*** Opening Input material ***

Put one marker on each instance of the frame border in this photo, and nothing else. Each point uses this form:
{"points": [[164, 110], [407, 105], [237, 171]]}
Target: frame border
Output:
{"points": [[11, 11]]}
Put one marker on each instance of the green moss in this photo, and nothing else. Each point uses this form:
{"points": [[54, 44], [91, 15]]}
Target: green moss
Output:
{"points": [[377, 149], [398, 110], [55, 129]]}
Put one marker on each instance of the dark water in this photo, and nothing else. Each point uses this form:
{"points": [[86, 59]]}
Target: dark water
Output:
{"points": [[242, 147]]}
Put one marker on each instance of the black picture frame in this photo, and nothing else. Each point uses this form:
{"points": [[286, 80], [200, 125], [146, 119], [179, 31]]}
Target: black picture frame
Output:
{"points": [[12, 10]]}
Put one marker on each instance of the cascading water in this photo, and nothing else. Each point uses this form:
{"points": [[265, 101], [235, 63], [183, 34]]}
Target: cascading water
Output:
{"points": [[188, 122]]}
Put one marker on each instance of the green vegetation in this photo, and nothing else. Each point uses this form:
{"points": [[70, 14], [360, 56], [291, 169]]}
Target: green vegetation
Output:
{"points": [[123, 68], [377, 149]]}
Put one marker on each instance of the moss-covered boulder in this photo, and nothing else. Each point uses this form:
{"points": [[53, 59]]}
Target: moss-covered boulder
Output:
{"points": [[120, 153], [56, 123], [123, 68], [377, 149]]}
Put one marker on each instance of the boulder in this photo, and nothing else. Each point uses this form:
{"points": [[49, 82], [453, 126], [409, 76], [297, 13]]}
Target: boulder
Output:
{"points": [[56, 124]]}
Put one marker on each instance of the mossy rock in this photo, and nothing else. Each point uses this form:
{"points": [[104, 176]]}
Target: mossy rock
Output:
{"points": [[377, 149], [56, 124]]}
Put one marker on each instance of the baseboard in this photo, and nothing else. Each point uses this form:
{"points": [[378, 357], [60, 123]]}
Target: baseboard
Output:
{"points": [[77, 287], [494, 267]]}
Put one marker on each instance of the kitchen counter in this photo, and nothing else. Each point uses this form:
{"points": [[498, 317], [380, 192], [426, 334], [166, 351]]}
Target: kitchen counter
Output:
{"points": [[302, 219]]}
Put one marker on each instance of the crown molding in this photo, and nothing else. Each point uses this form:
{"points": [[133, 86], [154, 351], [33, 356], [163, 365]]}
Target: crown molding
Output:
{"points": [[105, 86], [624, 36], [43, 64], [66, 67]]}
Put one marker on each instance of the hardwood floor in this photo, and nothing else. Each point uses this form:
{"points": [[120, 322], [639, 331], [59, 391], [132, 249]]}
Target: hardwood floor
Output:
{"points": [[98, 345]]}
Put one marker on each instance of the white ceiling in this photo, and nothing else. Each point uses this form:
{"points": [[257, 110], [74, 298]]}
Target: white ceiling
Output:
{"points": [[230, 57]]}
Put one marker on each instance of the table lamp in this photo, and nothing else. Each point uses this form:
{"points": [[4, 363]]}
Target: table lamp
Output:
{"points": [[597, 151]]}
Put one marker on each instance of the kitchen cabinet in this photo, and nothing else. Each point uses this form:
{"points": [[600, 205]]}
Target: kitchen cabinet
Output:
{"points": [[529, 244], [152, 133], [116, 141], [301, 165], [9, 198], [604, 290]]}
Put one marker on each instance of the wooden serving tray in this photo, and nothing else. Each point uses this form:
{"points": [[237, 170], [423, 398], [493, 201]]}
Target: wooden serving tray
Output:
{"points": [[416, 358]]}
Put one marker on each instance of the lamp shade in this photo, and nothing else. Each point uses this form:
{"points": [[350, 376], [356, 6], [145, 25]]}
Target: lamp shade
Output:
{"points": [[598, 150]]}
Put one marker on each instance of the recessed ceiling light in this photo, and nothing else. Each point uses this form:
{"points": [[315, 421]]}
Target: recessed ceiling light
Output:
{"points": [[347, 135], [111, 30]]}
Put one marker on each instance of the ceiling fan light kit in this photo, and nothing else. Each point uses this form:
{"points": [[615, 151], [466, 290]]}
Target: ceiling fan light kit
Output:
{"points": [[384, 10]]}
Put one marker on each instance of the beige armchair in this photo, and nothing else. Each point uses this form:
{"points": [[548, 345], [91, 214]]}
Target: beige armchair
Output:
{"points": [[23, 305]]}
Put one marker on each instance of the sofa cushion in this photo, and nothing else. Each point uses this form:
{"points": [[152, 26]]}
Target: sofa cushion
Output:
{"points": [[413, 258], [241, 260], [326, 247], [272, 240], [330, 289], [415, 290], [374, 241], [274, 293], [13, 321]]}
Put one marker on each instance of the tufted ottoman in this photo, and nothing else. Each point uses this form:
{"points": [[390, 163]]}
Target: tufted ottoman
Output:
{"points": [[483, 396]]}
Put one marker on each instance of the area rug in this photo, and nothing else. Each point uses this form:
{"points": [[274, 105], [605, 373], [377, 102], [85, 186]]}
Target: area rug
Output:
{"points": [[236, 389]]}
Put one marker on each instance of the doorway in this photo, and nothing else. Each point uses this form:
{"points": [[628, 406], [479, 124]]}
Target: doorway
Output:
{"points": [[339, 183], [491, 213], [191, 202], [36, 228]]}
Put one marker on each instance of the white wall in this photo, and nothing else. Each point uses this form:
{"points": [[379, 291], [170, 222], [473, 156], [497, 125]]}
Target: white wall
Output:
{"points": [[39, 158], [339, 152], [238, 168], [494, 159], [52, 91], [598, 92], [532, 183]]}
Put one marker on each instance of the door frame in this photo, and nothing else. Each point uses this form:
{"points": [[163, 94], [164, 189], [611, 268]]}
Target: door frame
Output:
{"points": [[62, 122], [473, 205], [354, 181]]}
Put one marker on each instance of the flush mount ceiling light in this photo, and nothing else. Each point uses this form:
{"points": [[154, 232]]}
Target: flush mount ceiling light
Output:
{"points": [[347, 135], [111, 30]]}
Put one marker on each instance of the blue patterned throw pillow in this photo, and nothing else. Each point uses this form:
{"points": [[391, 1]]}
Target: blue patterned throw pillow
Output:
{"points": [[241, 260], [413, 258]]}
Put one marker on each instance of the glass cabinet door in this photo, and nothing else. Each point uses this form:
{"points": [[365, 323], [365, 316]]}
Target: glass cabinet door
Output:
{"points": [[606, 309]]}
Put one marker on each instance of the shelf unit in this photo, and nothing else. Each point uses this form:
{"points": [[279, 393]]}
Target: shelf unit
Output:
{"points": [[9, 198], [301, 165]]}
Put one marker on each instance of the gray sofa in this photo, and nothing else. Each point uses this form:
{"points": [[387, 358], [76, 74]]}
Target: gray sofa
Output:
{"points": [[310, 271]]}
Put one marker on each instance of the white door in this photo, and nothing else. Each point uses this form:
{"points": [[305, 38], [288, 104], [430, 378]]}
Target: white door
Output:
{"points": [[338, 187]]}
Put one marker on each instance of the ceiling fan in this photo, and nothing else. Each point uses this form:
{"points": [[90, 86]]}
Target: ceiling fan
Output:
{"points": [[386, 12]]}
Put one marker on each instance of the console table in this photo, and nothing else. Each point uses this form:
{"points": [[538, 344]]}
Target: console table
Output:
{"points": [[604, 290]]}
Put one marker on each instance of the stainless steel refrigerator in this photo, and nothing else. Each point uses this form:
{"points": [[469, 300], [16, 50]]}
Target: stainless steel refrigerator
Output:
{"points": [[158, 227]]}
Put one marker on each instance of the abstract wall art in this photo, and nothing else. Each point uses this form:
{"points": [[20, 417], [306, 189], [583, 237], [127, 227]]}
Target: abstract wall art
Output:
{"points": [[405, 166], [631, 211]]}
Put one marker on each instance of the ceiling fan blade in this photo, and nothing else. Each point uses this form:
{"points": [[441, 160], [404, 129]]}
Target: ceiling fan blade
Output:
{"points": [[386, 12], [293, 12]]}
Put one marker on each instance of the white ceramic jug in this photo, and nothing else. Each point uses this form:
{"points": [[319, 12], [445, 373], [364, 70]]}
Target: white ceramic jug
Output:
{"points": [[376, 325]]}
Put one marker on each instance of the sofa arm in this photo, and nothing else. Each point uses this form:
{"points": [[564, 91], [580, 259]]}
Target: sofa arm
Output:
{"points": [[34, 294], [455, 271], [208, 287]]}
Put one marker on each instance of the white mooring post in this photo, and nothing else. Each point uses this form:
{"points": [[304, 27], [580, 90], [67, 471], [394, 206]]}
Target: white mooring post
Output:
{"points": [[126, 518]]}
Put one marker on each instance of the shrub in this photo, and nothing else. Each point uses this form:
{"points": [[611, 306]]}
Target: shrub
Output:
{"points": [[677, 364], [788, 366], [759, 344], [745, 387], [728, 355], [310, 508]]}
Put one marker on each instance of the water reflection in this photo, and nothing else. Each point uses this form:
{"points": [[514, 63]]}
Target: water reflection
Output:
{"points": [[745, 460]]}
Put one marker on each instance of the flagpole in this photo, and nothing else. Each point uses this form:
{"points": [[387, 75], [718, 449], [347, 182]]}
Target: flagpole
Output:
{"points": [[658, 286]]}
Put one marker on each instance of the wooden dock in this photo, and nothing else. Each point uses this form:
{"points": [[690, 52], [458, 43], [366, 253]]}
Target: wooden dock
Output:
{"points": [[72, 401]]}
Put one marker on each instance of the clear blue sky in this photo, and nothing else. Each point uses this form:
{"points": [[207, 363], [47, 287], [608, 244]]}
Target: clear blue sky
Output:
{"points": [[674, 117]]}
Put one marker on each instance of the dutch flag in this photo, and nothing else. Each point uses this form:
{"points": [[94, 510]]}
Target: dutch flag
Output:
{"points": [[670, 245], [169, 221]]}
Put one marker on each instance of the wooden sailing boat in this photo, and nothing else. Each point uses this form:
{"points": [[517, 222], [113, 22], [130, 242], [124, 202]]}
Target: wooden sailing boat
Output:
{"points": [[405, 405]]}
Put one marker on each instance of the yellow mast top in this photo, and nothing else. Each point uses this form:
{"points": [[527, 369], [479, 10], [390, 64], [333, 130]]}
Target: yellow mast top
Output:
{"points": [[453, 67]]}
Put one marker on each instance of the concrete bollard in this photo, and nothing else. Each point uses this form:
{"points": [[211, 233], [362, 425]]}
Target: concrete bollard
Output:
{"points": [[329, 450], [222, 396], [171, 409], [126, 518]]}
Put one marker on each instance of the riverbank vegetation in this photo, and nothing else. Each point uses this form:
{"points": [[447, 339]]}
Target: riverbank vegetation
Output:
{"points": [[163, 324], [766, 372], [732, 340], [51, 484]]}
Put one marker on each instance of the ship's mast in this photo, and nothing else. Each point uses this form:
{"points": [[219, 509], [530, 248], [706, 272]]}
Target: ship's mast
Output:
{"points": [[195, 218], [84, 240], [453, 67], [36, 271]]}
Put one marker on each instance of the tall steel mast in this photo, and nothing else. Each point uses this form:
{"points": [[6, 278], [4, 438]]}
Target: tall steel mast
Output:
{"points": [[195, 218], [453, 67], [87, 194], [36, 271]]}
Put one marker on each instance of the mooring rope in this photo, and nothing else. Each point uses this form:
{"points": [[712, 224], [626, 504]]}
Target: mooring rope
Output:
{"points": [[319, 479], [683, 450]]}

*** Closing Input material ***

Task details => State how many lines in the listing above contain "mast". Offer nothing besides that number.

Solution below => 6